Task description
Write out the full set of records below exactly.

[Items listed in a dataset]
(begin)

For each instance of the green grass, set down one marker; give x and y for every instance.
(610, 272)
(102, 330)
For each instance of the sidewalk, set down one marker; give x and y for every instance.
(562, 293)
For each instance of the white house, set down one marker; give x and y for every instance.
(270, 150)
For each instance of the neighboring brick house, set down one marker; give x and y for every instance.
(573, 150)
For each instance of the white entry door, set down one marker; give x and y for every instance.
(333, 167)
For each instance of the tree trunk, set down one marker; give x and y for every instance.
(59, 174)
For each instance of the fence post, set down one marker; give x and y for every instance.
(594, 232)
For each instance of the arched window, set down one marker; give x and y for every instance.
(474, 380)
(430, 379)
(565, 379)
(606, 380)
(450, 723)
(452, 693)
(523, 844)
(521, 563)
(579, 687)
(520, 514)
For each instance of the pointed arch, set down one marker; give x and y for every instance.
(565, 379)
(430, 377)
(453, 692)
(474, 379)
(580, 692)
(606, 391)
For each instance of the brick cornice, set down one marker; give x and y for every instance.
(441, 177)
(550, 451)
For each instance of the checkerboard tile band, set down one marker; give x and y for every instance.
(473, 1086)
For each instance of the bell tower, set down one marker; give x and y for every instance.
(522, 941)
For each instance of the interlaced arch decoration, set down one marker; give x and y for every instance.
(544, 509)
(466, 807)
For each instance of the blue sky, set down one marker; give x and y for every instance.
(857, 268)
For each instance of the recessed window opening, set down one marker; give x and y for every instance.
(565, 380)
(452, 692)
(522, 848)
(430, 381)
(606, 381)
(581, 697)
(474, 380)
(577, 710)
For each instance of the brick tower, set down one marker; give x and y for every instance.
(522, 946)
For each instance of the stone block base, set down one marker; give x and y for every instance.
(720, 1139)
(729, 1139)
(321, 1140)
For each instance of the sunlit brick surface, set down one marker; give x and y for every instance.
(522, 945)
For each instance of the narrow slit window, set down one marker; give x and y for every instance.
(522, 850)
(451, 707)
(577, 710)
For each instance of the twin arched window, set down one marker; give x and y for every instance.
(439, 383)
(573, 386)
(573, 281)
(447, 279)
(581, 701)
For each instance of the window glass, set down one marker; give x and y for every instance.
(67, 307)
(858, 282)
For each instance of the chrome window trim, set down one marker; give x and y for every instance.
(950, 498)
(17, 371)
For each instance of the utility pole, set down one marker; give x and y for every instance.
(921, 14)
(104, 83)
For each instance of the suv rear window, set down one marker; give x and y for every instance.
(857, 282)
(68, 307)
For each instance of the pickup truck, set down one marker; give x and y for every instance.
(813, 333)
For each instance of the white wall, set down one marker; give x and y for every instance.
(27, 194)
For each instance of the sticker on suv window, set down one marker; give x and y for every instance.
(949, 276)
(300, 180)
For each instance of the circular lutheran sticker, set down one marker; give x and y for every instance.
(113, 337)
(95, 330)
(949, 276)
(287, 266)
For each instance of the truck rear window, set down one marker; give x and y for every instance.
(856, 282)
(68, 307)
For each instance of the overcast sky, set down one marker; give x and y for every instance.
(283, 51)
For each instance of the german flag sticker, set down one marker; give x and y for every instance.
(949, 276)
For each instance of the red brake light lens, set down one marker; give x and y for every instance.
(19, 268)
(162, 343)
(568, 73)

(end)

Reply to the task
For each instance of the green grass, set down one marker; give x and y for every instance.
(610, 272)
(102, 330)
For each instance of the sidewalk, set down one marker; give x and y for every instance.
(562, 293)
For each instance of the white house, set down one marker; give x and y for every instance.
(270, 150)
For each instance of the neighboring brick house, set down one marker; give x and y for every instance.
(573, 150)
For each instance of the white entry door, set down one marker; give x and y for every instance.
(333, 167)
For each instance of the tree trunk, set down one marker; give x and y for every instance.
(59, 174)
For each instance of the fence post, set down one marker; give x and y for every instance.
(594, 232)
For each instance of the arched window, set down one marker; give x and y for every instance.
(474, 380)
(430, 379)
(565, 379)
(606, 380)
(450, 723)
(452, 693)
(523, 844)
(521, 563)
(579, 687)
(520, 514)
For each instance of the pointed arch, set down one marker; give x and y for every instance.
(565, 379)
(430, 377)
(453, 692)
(474, 379)
(580, 692)
(606, 391)
For each instance of the brick cornice, set down one marker; give x and y for every instance.
(441, 177)
(550, 451)
For each instance of the checkerboard tile band, set down one marker; give x and y for every instance.
(473, 1086)
For each instance of the bell tower, set down one marker; give x and y for every instance.
(522, 941)
For each instance of the interlaced arch decoration, set down one marker; give x and y for every instance.
(544, 509)
(466, 807)
For each instance of the blue sky, set down one marker; give x and y for every instance.
(857, 268)
For each instance of the recessed window opening, set down one marker; give x and y for every instance.
(565, 380)
(452, 692)
(522, 848)
(430, 381)
(606, 381)
(581, 697)
(474, 380)
(577, 710)
For each instance of the brick tower, set down one marker; give x and y for every instance.
(522, 946)
For each instance of the stone block base, set down one marker; give x and y for every instance.
(720, 1139)
(729, 1139)
(321, 1140)
For each instance of the sunlit brick surface, set down one marker; give x and y for every instance.
(522, 945)
For each instance of the narrow slit window, set down one marker; give x and y for every instance.
(522, 850)
(451, 707)
(577, 710)
For each instance of the twin arched window, set down one marker; give x and y for every instance.
(439, 383)
(573, 386)
(573, 281)
(447, 279)
(581, 701)
For each instance of the window glass, set down one marker; give x and y for every instance.
(67, 307)
(858, 282)
For each instance of the chrome window trim, set down one marker; give x and y for every instance.
(950, 498)
(17, 371)
For each instance of the utility pole, set down one marker; give x and y for every instance.
(921, 14)
(104, 83)
For each instance of the suv rear window, set down one marker; give x and y for every instance.
(857, 282)
(68, 307)
For each instance of the pickup truck, set down one marker; give x and y for every instance.
(813, 333)
For each instance of the white wall, set down one marker; give x and y for every instance.
(27, 194)
For each instance of the sticker on suv window, set down one marker; give x and y for every instance.
(949, 276)
(300, 180)
For each instance of the circular lutheran sticker, set down one marker; give x and y for every instance.
(113, 337)
(95, 330)
(949, 276)
(287, 266)
For each instance of the truck rear window, set down one marker; give x and y for every instance.
(856, 282)
(68, 307)
For each instance of the overcast sky, set down one marker; give x and y for every instance.
(283, 51)
For each instance of the german flag sticker, set down one marker; give x and y for every instance.
(949, 276)
For each instance of the red brake light lens, set down one marker; give x and y for every instance.
(19, 268)
(162, 343)
(568, 73)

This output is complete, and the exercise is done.